Start of Excerpt to read
PACEY has this week been overwhelmed by many of its 20,000 members in England – childminders, nurseries and pre-schools – saying they cannot access the Covid-19 tests they need to know if they must temporarily close their service due to a suspected case of the virus.

PACEY is calling on the Department for Education to take urgent steps to address the current delays to Covid-19 testing. Its members in England – who are caring for 1000s of babies, toddlers and school age children, many with the coughs, colds and high temperatures that are common as children return to school or childcare after the summer holidays – are reporting ongoing problems with testing.

Liz Bayram, PACEY Chief Executive, said:
“Childcare providers – who have struggled to maintain their service during lockdown – are now trying to build their businesses back up but being thwarted by the current lack of available Covid-19 testing as well as long delays for test results to be returned. This means additional burden and stress at an already challenging time. Some providers are having to close for a whole week as they struggle to get a test appointment and then await results. This means they are letting parents including teachers and NHS staff down and, for some, suffer further financially, as providers may have to refund parents for the service they now can’t use.
End of Excerpt to read
> [Prompt A]
Write out the part of the PACEY text on Covid-19 testing for childcare providers, starting with "PACEY is calling" and going on through "problems with testing.", word for word.
> [Prompt B]
Continue the PACEY text on Covid-19 testing delays for childcare providers from the point where it stops.
Start of Data section
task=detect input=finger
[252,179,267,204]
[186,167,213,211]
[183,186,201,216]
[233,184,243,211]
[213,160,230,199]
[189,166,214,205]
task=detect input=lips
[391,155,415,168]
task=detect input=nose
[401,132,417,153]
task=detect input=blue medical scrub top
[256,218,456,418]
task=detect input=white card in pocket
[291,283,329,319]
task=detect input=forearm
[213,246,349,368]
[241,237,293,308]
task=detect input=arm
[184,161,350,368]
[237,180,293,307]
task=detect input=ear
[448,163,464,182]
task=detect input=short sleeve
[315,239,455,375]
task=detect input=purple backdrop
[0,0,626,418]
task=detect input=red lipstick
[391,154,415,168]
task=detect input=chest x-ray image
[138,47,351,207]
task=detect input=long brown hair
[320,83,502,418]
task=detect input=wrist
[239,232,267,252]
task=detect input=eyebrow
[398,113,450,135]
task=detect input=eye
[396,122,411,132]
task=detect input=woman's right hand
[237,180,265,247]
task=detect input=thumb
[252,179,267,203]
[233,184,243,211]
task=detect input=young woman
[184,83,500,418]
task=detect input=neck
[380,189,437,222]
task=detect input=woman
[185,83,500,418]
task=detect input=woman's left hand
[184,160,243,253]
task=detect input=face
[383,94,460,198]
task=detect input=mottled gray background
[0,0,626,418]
End of Data section
Start of Data section
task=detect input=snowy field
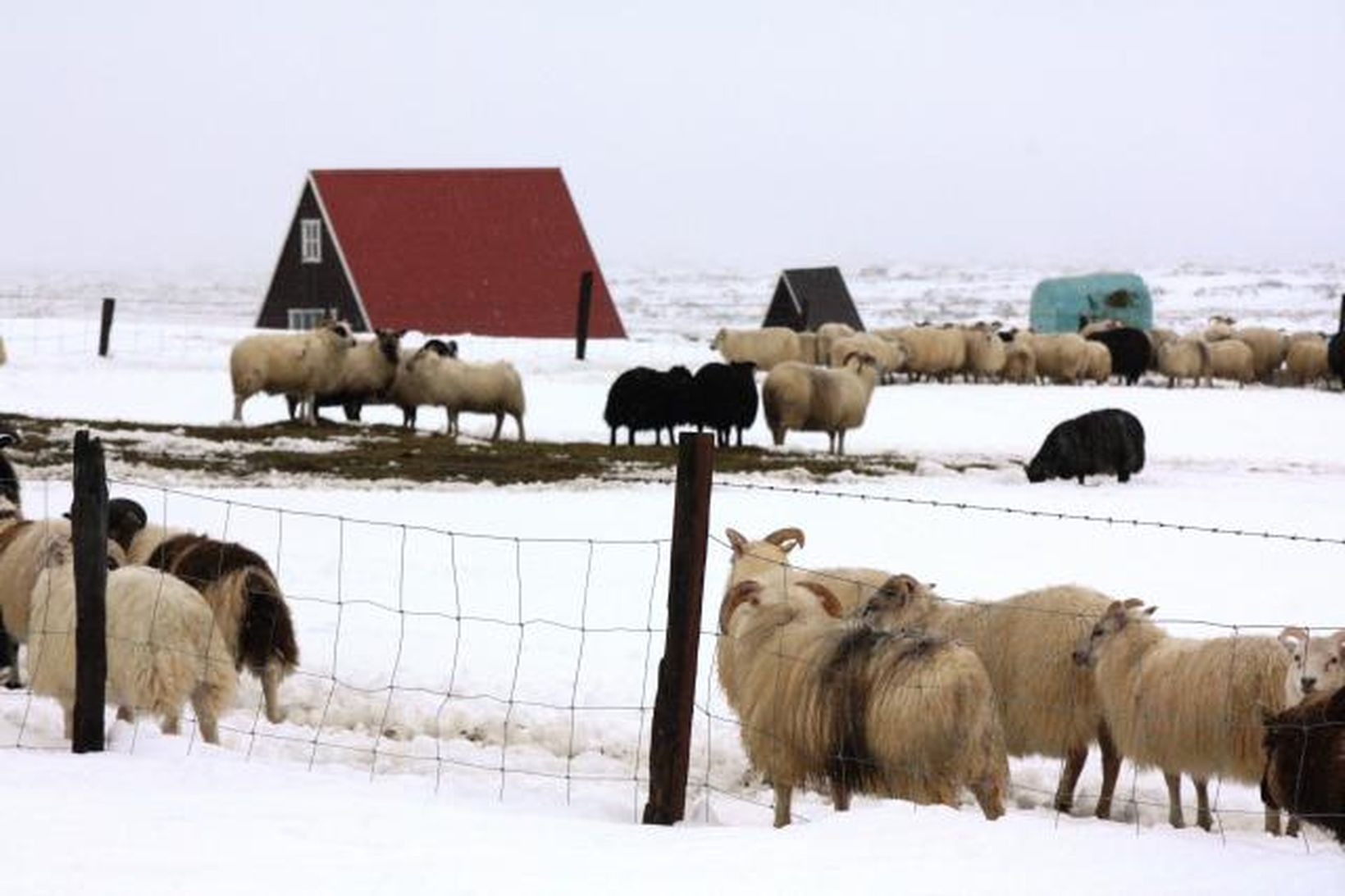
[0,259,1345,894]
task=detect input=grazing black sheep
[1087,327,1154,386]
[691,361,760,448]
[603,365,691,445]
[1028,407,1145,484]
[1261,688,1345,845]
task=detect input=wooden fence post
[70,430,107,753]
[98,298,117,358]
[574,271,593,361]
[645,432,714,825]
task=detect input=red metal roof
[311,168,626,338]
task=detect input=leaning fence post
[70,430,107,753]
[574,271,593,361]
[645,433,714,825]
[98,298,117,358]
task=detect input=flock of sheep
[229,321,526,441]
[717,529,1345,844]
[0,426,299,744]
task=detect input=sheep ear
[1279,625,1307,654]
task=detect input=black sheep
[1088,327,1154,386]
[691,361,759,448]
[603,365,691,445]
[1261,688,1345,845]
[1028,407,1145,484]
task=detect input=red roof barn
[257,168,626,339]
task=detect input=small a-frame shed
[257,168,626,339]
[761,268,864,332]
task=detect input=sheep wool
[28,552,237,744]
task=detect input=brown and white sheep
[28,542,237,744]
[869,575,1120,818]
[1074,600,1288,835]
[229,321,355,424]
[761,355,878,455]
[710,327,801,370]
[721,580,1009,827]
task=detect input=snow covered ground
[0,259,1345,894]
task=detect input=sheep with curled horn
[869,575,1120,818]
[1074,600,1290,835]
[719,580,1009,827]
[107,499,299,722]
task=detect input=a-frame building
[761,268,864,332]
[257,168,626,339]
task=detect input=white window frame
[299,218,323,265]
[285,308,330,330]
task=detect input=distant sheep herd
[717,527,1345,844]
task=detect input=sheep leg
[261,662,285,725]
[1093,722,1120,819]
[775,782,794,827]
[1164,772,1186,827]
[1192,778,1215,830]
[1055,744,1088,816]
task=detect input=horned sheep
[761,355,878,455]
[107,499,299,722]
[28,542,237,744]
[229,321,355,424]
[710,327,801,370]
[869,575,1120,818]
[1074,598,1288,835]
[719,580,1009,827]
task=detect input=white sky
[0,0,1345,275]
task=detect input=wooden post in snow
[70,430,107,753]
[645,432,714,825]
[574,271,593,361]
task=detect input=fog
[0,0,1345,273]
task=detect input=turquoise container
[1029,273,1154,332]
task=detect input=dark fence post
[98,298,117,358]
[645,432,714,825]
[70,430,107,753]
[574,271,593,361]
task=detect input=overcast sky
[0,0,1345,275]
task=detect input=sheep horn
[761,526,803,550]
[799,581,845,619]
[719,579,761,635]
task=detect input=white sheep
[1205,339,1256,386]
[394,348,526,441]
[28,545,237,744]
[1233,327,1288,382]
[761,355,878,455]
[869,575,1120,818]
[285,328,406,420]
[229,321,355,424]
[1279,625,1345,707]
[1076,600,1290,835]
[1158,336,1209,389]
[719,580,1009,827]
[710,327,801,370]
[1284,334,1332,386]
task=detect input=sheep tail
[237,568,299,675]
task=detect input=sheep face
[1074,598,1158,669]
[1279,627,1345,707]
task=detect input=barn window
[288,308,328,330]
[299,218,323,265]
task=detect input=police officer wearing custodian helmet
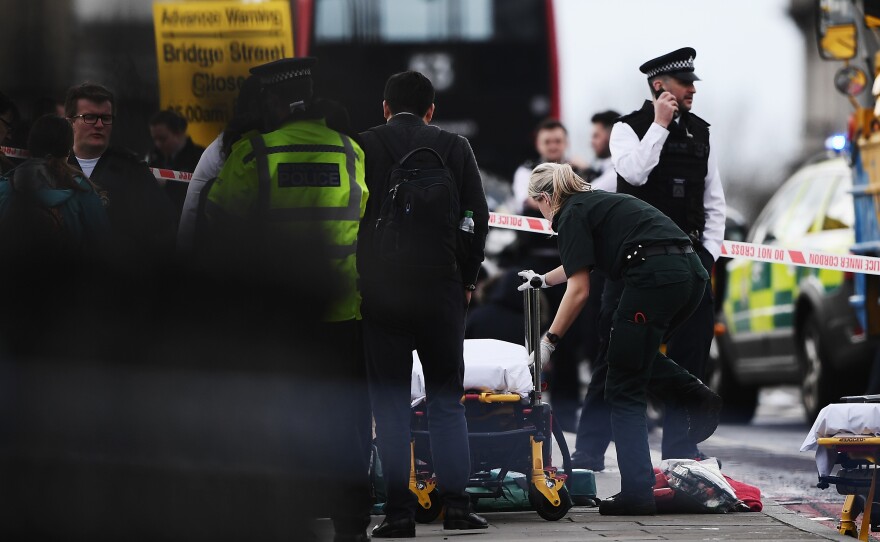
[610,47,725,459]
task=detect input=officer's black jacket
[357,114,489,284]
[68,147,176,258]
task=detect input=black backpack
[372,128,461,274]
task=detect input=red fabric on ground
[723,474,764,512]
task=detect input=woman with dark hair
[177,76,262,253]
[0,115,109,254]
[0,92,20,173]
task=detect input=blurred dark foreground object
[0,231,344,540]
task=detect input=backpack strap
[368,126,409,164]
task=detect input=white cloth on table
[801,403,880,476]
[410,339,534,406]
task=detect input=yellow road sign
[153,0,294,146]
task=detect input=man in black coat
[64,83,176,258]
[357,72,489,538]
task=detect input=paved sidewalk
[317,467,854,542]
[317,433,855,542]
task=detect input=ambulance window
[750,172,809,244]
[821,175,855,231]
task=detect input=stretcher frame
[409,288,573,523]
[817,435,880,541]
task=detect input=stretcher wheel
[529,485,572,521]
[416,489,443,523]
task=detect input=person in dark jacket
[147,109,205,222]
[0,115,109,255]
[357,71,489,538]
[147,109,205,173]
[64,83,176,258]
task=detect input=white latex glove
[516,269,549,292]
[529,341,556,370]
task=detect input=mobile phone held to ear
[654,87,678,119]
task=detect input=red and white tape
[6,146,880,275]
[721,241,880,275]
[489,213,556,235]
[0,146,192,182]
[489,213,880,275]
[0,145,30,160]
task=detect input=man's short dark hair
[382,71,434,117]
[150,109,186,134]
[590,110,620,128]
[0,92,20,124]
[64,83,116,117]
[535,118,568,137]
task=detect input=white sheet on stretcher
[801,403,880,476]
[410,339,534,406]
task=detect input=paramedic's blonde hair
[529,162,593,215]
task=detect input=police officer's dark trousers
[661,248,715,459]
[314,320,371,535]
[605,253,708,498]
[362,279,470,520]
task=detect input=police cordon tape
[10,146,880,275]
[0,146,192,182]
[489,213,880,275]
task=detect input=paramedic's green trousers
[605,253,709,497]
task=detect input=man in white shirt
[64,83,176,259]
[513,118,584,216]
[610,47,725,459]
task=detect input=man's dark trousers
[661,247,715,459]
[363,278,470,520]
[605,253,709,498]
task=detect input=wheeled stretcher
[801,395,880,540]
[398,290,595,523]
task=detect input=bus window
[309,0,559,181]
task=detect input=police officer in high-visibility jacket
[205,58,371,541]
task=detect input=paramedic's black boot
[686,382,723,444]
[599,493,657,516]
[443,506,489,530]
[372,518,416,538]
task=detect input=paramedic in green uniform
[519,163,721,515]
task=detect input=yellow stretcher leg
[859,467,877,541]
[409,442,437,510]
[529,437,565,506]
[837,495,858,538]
End of Data section
> [Answer box A]
PACEY is calling on the Department for Education to take urgent steps to address the current delays to Covid-19 testing. Its members in England – who are caring for 1000s of babies, toddlers and school age children, many with the coughs, colds and high temperatures that are common as children return to school or childcare after the summer holidays – are reporting ongoing problems with testing.

> [Answer box B]
“PACEY is extremely concerned not only by the lengthy delays but also by the DfE’s contradictory messages to early years and childcare providers. Whilst being told they are critical to our national recovery, providers are excluded from some of the government’s recent mitigations to ease this testing trouble. For example, schools and FE colleges have been told they can have more home testing kits but not childcare and early years providers. We are receiving reports that the new advice line, set up this week for schools, colleges and early years settings to report a confirmed positive case of Covid-19, is not taking calls from early years providers.

“We need government to better recognise that early education and childcare services are integral to supporting children’s development as well as helping parents to work and lifting families out of poverty. It is not an add-on that is forgotten or given less support than services caring for children aged over five. Giving registered providers access to the same homes testing kits as schools and colleges would be a start.”